## YOUR INSTRUCTIONS
Retype the whole listing below exactly, keeping every picture out of it.

START TASK INPUT

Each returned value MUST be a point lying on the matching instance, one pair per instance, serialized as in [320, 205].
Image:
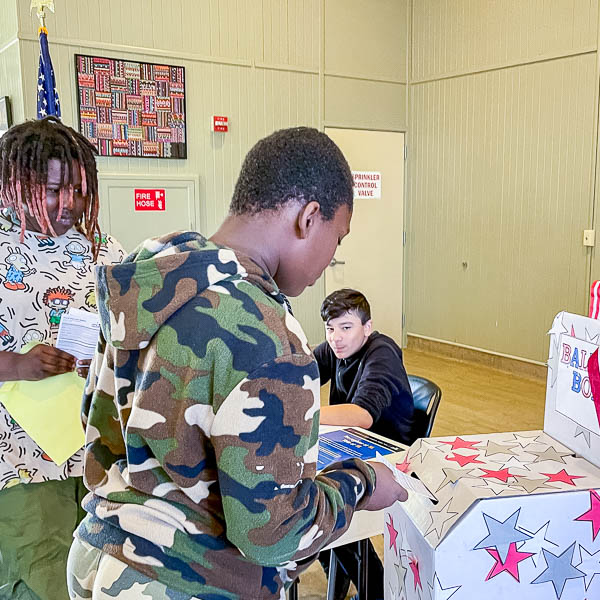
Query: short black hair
[345, 300]
[300, 163]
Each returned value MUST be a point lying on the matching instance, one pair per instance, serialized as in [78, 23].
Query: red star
[464, 460]
[460, 443]
[592, 515]
[414, 567]
[393, 534]
[510, 565]
[502, 474]
[404, 466]
[562, 476]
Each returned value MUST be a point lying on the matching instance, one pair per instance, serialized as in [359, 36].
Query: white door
[370, 258]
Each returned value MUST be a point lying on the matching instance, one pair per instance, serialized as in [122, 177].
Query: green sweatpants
[37, 521]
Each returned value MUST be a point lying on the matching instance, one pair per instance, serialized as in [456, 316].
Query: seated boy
[369, 388]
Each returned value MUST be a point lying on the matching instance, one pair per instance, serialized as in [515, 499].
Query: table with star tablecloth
[516, 514]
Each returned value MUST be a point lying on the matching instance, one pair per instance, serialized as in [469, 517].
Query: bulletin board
[131, 109]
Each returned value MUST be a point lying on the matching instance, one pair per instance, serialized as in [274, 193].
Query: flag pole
[48, 103]
[41, 6]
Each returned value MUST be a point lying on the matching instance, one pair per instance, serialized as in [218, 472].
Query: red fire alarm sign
[220, 123]
[149, 199]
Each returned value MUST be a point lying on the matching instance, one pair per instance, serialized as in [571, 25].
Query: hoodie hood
[137, 296]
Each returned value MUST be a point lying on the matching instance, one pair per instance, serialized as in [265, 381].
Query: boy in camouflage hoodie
[203, 399]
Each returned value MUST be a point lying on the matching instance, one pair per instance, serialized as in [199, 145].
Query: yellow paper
[49, 411]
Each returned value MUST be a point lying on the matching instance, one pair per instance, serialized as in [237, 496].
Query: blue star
[559, 569]
[501, 534]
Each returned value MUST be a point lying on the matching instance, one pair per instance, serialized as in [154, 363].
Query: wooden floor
[475, 399]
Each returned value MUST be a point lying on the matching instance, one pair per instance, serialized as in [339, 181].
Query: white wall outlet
[589, 237]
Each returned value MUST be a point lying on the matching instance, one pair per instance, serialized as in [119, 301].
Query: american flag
[48, 103]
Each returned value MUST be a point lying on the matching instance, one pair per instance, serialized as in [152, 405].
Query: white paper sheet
[78, 333]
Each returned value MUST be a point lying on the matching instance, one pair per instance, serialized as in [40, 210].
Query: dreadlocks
[25, 150]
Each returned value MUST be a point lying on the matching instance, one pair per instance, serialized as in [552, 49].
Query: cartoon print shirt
[40, 280]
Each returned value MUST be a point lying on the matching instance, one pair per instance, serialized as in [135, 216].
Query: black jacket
[375, 379]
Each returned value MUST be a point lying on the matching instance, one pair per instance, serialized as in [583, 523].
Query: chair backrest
[426, 398]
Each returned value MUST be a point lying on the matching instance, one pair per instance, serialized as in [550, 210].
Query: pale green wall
[10, 66]
[265, 64]
[501, 167]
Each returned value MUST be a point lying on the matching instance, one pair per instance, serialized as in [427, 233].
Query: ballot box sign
[367, 184]
[149, 200]
[514, 514]
[574, 398]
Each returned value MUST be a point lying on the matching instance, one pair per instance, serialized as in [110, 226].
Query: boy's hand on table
[42, 361]
[387, 489]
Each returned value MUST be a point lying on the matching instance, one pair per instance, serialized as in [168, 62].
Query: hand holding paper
[40, 362]
[78, 333]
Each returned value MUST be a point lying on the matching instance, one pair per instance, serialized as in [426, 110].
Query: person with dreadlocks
[48, 209]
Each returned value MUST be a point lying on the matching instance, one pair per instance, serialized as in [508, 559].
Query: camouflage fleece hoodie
[202, 427]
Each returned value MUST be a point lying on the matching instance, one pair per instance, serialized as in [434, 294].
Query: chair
[426, 399]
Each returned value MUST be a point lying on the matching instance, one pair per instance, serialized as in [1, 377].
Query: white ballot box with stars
[517, 514]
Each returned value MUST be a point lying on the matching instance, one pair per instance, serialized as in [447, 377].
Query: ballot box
[516, 515]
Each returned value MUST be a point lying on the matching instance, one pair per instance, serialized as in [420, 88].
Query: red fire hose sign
[149, 199]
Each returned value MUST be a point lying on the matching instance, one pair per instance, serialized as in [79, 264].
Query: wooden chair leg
[293, 591]
[332, 575]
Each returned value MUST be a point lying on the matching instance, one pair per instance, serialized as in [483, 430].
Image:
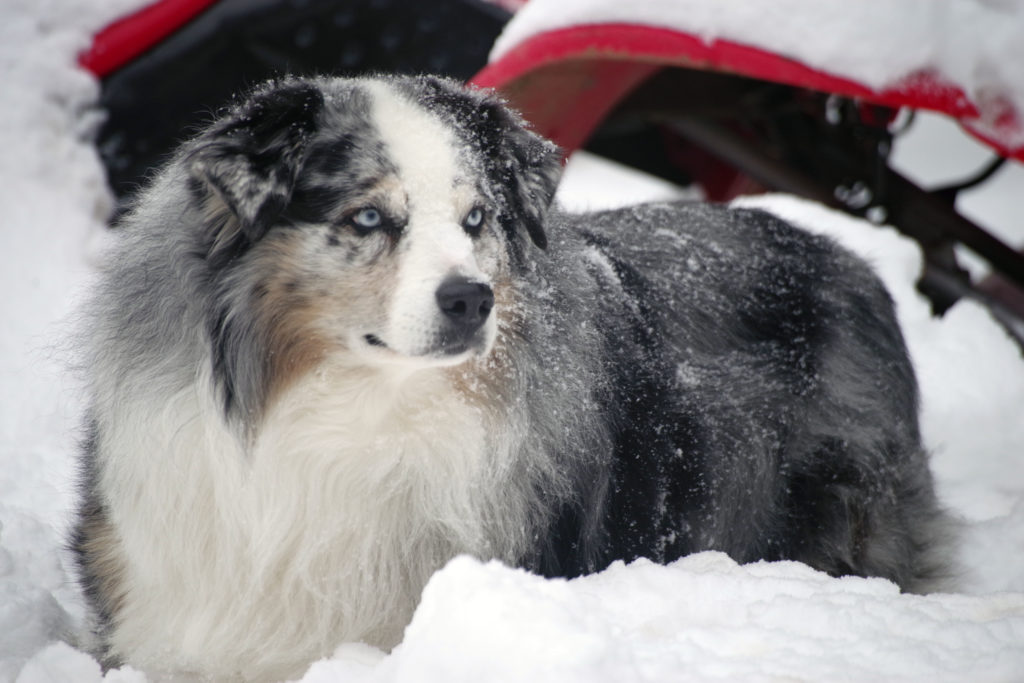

END TASK INPUT

## ANSWER SECTION
Each returned value MUST be a point lying on the matching instance, one pair per instance, serialized as in [320, 205].
Image:
Query: short black hair
[345, 300]
[300, 163]
Each returned value MUST be a point lying on the matching instance, one pair per instance, serialized as in [78, 23].
Query: red star
[464, 460]
[460, 443]
[592, 515]
[414, 567]
[393, 534]
[510, 565]
[502, 474]
[404, 466]
[562, 476]
Each returned value MUST be a point lying on the matching instance, one pair per instance, serialized as in [359, 36].
Query: white door
[370, 258]
Each returned value MUST be a point lying on the matching instance, one pair per instance, serialized as in [122, 177].
Query: green sweatpants
[37, 521]
Each returned value MUST be a point lying on the matching instance, one pair per instance, serialized as in [456, 316].
Query: seated boy
[369, 388]
Each returned value MUST be a point lying on the matching instance, one pair per instance, serialized as in [515, 499].
Query: table with star tablecloth
[516, 514]
Each returned value MUST be a point lying on the matching instance, one pair per instance, serialized as in [469, 517].
Query: bulletin board
[131, 109]
Each returned value MUST be a point lying on the matching instance, one pair per instance, serialized as in [274, 193].
Query: flag pole
[48, 103]
[41, 6]
Each returned value MUST be a point lying on the matching instance, one pair per instance, serialized as in [218, 472].
Query: red fire alarm sign
[220, 123]
[149, 199]
Each returned value MUST be a point lying on the matching instance, one pair per instance, serialized as in [571, 25].
Query: hoodie hood
[137, 296]
Each returned value MUST be a point lying on the matching instance, one pair per instance, serialized as in [265, 381].
Query: boy in camouflage hoodie
[203, 399]
Each returned value MUST be a point lying on the matching instance, one pair per instance, serialized as in [199, 145].
Query: yellow paper
[49, 411]
Each returned value MUST be a point lying on the matching instance, one pair per instance, serialized as in [237, 496].
Query: blue star
[559, 569]
[501, 534]
Each returned value MUST be a point lying on the matching instance, one pair per instance, serialized as in [154, 363].
Query: wooden floor
[475, 399]
Each returned value MUST be a point lying on the matching instance, one pair per instance, serialized as in [339, 181].
Query: white wall outlet
[589, 237]
Each returned value MUST be a point lying on the matching instance, one pair per instance, serialized as in [119, 301].
Query: american flag
[48, 103]
Each returned value MUST be a point lying on the matching instance, one pair per instance, serialized as in [152, 405].
Query: white paper sheet
[78, 333]
Each returned value MUST be a point lying on the matching instance, one pair per instance, serialized as in [40, 210].
Query: dreadlocks
[25, 150]
Each returned value MUST be a point lying on the matching instance, one pair per instance, serialized as in [552, 49].
Query: cartoon print shirt
[40, 280]
Each returned value MUST be a point lying on the matching instance, one pair per instance, serialized as in [135, 216].
Query: black jacket
[375, 379]
Each returned value MUST be a point lying on the matching instance, one pair per instance, serialized as in [583, 523].
Query: chair backrest
[426, 398]
Each returned value MUST be a point lying on the matching instance, one pair per instance, serialized as in [550, 210].
Query: pale green wall
[10, 66]
[265, 64]
[501, 167]
Each returned value MUST be a point lying on the matching instance, one pair per instance, serialized as in [427, 233].
Query: ballot box sign
[367, 184]
[149, 200]
[514, 514]
[574, 398]
Each returned value MUST be a point lying on the matching instance, one pair per instance, serialized as in [110, 226].
Query: boy's hand on table
[42, 361]
[387, 489]
Each returned value MUST be a point lying on the matching instance, one pair per instance, serialized as in [168, 62].
Query: hand holding paper
[40, 362]
[78, 333]
Each returned value MUST be a point lying on the matching instance, one pair per instance, serialized as in [426, 110].
Query: person with dreadlocks
[48, 209]
Each returned value MUST be a point lying on the matching instance, one pair per instance, serialized as in [508, 559].
Query: camouflage fleece hoodie
[202, 427]
Each returned value MUST be a point lying on the matching instance, one pair per instance, serialized as in [434, 294].
Query: chair
[426, 399]
Each returned value MUST be a point lying on the matching instance, one pair per instance, serialized as in [1, 377].
Query: white ballot box with stars
[517, 514]
Each returned value MUST be a point lying on the matching instance, one pair per instance, serialized as in [447, 377].
Query: ballot box
[516, 515]
Each returned value MUST be a point lying on the matching instance, one pair per instance, serialized as in [420, 88].
Query: red fire hose sign
[149, 199]
Each returned value MUST be a point lying on the matching instance, one pair per instance, serialized as in [79, 264].
Query: wooden chair leg
[293, 591]
[332, 575]
Each returned value MUST be a point lying on the matching instance, one pair per instance, serialized as in [483, 430].
Image:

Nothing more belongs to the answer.